Referring expression grounding data
----------

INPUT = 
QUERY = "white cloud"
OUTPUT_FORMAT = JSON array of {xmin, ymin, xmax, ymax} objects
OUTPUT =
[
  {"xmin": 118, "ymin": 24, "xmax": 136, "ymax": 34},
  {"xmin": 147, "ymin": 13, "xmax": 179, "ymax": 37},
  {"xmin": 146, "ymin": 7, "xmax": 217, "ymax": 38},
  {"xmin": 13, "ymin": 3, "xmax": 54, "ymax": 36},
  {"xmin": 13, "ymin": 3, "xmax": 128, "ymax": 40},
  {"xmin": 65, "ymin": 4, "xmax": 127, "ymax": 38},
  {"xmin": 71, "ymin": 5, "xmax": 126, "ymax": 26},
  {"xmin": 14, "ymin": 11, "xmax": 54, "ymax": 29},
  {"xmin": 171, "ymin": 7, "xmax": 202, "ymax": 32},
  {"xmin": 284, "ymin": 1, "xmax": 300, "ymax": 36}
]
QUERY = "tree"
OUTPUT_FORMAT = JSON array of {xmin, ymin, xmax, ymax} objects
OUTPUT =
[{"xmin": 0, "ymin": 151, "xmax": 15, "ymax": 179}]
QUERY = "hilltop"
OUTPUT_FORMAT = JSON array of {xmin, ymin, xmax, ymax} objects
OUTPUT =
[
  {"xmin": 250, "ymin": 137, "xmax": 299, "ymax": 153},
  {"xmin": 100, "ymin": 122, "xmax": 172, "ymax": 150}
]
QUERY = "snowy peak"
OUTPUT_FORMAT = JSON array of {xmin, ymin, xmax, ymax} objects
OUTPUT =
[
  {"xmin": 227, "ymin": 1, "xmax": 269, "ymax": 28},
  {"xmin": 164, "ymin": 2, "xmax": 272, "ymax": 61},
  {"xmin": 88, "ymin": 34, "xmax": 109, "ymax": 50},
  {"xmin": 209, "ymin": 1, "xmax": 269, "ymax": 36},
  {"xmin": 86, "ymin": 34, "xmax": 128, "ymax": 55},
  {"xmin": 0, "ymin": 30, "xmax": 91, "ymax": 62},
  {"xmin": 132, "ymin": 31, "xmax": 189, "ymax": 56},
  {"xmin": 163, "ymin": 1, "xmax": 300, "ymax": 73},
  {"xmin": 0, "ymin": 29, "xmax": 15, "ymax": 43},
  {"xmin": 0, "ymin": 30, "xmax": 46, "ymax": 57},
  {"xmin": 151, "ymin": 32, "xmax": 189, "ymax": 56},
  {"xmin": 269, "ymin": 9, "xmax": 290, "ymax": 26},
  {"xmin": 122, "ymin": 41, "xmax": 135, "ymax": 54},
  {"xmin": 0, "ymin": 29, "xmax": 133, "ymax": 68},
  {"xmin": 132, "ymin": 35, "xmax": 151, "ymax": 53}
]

----------

(DIRECTIONS FOR THIS TASK):
The reply should contain all of the entries exactly as shown above.

(PROBLEM SOLUTION):
INPUT = 
QUERY = "white cloud"
OUTPUT_FORMAT = JSON array of {xmin, ymin, xmax, ymax} objects
OUTPUT =
[
  {"xmin": 118, "ymin": 24, "xmax": 136, "ymax": 34},
  {"xmin": 147, "ymin": 13, "xmax": 179, "ymax": 37},
  {"xmin": 146, "ymin": 7, "xmax": 217, "ymax": 38},
  {"xmin": 13, "ymin": 3, "xmax": 54, "ymax": 36},
  {"xmin": 13, "ymin": 3, "xmax": 128, "ymax": 40},
  {"xmin": 65, "ymin": 4, "xmax": 127, "ymax": 38},
  {"xmin": 71, "ymin": 5, "xmax": 126, "ymax": 26},
  {"xmin": 14, "ymin": 11, "xmax": 54, "ymax": 29},
  {"xmin": 171, "ymin": 7, "xmax": 202, "ymax": 32},
  {"xmin": 284, "ymin": 1, "xmax": 300, "ymax": 36}
]
QUERY = "tree"
OUTPUT_FORMAT = JSON array of {xmin, ymin, xmax, ymax} objects
OUTPUT =
[{"xmin": 0, "ymin": 151, "xmax": 15, "ymax": 179}]
QUERY = "hilltop"
OUTPUT_FORMAT = JSON array of {xmin, ymin, xmax, ymax} objects
OUTPUT =
[
  {"xmin": 250, "ymin": 137, "xmax": 299, "ymax": 153},
  {"xmin": 100, "ymin": 122, "xmax": 172, "ymax": 150}
]
QUERY = "snowy peak"
OUTPUT_FORMAT = JSON array of {xmin, ymin, xmax, ymax} objects
OUTPUT =
[
  {"xmin": 227, "ymin": 1, "xmax": 269, "ymax": 28},
  {"xmin": 164, "ymin": 2, "xmax": 272, "ymax": 61},
  {"xmin": 88, "ymin": 34, "xmax": 109, "ymax": 50},
  {"xmin": 209, "ymin": 1, "xmax": 269, "ymax": 36},
  {"xmin": 86, "ymin": 34, "xmax": 128, "ymax": 55},
  {"xmin": 0, "ymin": 30, "xmax": 91, "ymax": 62},
  {"xmin": 132, "ymin": 31, "xmax": 189, "ymax": 56},
  {"xmin": 163, "ymin": 1, "xmax": 300, "ymax": 73},
  {"xmin": 0, "ymin": 29, "xmax": 15, "ymax": 43},
  {"xmin": 0, "ymin": 30, "xmax": 46, "ymax": 57},
  {"xmin": 151, "ymin": 32, "xmax": 189, "ymax": 56},
  {"xmin": 269, "ymin": 9, "xmax": 290, "ymax": 26},
  {"xmin": 122, "ymin": 41, "xmax": 135, "ymax": 54},
  {"xmin": 0, "ymin": 29, "xmax": 133, "ymax": 68},
  {"xmin": 132, "ymin": 35, "xmax": 151, "ymax": 53}
]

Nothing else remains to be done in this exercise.